──────── EXTRACTED ENTRIES

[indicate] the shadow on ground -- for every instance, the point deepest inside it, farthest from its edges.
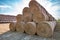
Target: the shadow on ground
(22, 36)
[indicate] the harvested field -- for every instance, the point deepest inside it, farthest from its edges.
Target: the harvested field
(5, 34)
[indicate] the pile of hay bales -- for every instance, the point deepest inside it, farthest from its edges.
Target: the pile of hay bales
(35, 20)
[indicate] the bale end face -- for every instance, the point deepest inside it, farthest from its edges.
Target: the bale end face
(30, 28)
(20, 27)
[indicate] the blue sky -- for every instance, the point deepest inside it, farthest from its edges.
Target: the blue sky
(14, 7)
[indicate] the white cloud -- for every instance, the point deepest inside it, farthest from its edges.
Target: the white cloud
(18, 7)
(5, 6)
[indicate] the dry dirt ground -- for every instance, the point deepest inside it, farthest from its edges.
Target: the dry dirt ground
(5, 34)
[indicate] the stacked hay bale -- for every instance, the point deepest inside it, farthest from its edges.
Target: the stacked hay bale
(45, 22)
(38, 13)
(35, 19)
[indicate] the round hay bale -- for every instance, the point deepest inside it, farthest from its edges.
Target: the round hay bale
(20, 27)
(27, 16)
(37, 11)
(30, 28)
(12, 26)
(46, 29)
(19, 18)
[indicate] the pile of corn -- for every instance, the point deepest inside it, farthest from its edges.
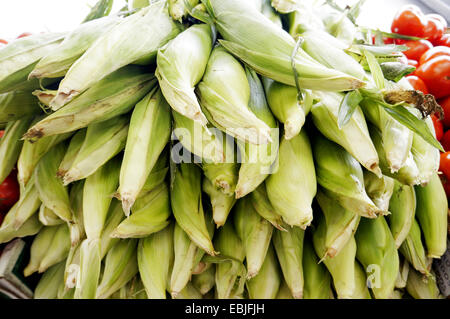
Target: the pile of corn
(336, 195)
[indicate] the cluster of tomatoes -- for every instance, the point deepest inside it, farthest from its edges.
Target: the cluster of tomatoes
(431, 57)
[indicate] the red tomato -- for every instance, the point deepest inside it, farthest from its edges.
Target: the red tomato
(409, 20)
(445, 104)
(417, 49)
(434, 52)
(9, 192)
(436, 75)
(417, 83)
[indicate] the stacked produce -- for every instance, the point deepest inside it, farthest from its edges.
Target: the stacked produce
(221, 149)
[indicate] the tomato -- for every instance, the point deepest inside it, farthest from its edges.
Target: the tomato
(410, 20)
(417, 49)
(436, 75)
(9, 192)
(417, 83)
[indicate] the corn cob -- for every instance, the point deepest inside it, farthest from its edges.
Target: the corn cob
(336, 225)
(229, 277)
(120, 267)
(224, 94)
(317, 279)
(342, 178)
(289, 249)
(257, 160)
(379, 190)
(18, 59)
(74, 148)
(10, 145)
(50, 188)
(402, 207)
(297, 173)
(266, 283)
(148, 134)
(148, 219)
(116, 94)
(124, 44)
(17, 104)
(97, 196)
(185, 197)
(58, 61)
(155, 257)
(39, 247)
(397, 138)
(421, 287)
(255, 233)
(376, 247)
(282, 100)
(431, 213)
(49, 283)
(353, 137)
(180, 66)
(221, 203)
(231, 17)
(414, 251)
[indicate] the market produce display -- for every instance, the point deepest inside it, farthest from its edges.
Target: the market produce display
(228, 149)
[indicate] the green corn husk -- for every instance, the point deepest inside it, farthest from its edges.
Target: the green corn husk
(18, 59)
(148, 219)
(120, 267)
(263, 207)
(181, 65)
(39, 247)
(414, 251)
(402, 207)
(74, 148)
(185, 197)
(257, 160)
(149, 132)
(408, 174)
(58, 61)
(353, 137)
(232, 17)
(98, 193)
(178, 9)
(255, 233)
(317, 279)
(342, 178)
(341, 266)
(289, 248)
(431, 213)
(58, 249)
(114, 95)
(48, 218)
(221, 203)
(266, 283)
(50, 282)
(16, 105)
(376, 246)
(336, 225)
(379, 190)
(224, 94)
(282, 100)
(10, 145)
(397, 138)
(103, 141)
(155, 257)
(229, 277)
(421, 287)
(51, 190)
(136, 39)
(31, 153)
(296, 173)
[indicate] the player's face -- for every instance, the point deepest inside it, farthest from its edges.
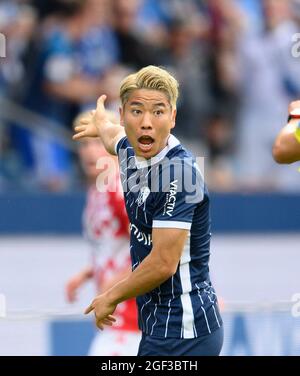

────────────────

TASK TO COMPLETE
When printing the entries, leave out the images and keep everything else exact.

SOLUTION TO THE EXERCISE
[indicate] the shadow on ground -- for every instance, the point deepest inside it, farthest from its edges.
Target: the shadow on ground
(22, 36)
[indicate] the harvested field -- for every instance, the point deepest inside it, farthest from its edges.
Target: the harvested field
(5, 34)
[indicate] the pile of hay bales -- for every instance, the point deepest inside it, farthest from its edges.
Target: the pile of hay bales
(35, 20)
[indicate] the bale end face -- for every instance, the point deepest inside it, farthest from its edges.
Target: the bale end face
(30, 28)
(20, 27)
[indicate] the blue sky -- for every instance, the point deepest inside it, farthest from its edges.
Target: the blue sky
(14, 7)
[indicate] the white cloud -- for every instance, the point deepest inside it, farthest from its edges.
Target: the white cloud
(18, 7)
(5, 6)
[indicate] the dry dirt ground -- for every instance, the point deepest inside it, farthest from its edges.
Target: the dry dirt ground
(5, 34)
[indicate] the stacked hay bale -- for every instance, the point deepest inside it, farthest from its edges.
Target: the stacked hay bale
(45, 22)
(38, 13)
(35, 19)
[indicate] the round hay bale -- for every instance, the point deepest inside it, farthest from its edges.
Target: the round hay bale
(20, 27)
(27, 16)
(37, 11)
(30, 28)
(12, 26)
(46, 29)
(19, 18)
[indicate] the pile of corn -- for every instance, the point deepest inside it, farthest from its edges.
Target: the pile of corn
(336, 195)
[indicate] the cluster of tomatoes -- for every instance, the point deepest inside it, farthest from its edges.
Target: the cluster of tomatoes
(431, 57)
[indicate] the red tomato -- for every instance, the point deepest inside it, farthest from its edges.
Target: the red tomato
(409, 20)
(445, 104)
(417, 49)
(434, 52)
(9, 192)
(436, 75)
(417, 83)
[indicate] the stacked produce -- for every instance, the point deepest inside it, farthest from its edges.
Target: the stacked produce
(221, 149)
[indicate] the tomato -- for every instance, the point deepest inside it, farthest from its edges.
Target: the tomato
(410, 20)
(417, 49)
(436, 75)
(9, 192)
(417, 83)
[indicate] the corn cob -- for every instance, the point deepest inside it, farthest from its edges.
Target: the corn cob
(336, 225)
(229, 277)
(120, 267)
(224, 94)
(317, 279)
(342, 178)
(289, 249)
(257, 160)
(379, 190)
(18, 59)
(74, 148)
(10, 145)
(50, 188)
(402, 207)
(297, 173)
(266, 283)
(148, 134)
(148, 219)
(116, 94)
(124, 44)
(17, 104)
(97, 196)
(185, 197)
(58, 61)
(155, 257)
(39, 247)
(397, 138)
(421, 287)
(255, 233)
(376, 247)
(282, 100)
(431, 213)
(49, 283)
(353, 137)
(180, 66)
(221, 203)
(231, 17)
(414, 251)
[indicate] the market produce display -- for every instance, the point deepest inside it, farthest from its edges.
Target: the market produce display
(228, 149)
[indicate] the green corn husk -- for every instance, the point deepest inside it, farthest from its edges.
Target: the green corn husk
(18, 59)
(148, 219)
(120, 267)
(263, 207)
(181, 65)
(39, 247)
(414, 251)
(402, 207)
(74, 148)
(185, 197)
(257, 160)
(149, 132)
(408, 174)
(58, 61)
(353, 137)
(232, 17)
(98, 193)
(178, 9)
(255, 233)
(317, 279)
(342, 178)
(341, 266)
(289, 248)
(431, 213)
(58, 249)
(114, 95)
(48, 218)
(221, 203)
(266, 283)
(50, 282)
(16, 105)
(376, 246)
(336, 225)
(379, 190)
(224, 94)
(282, 100)
(10, 145)
(397, 138)
(103, 141)
(155, 257)
(229, 277)
(421, 287)
(51, 190)
(136, 39)
(31, 153)
(296, 173)
[indicate] the player's face -- for every instance, the point deepest inside it, farthest from its edges.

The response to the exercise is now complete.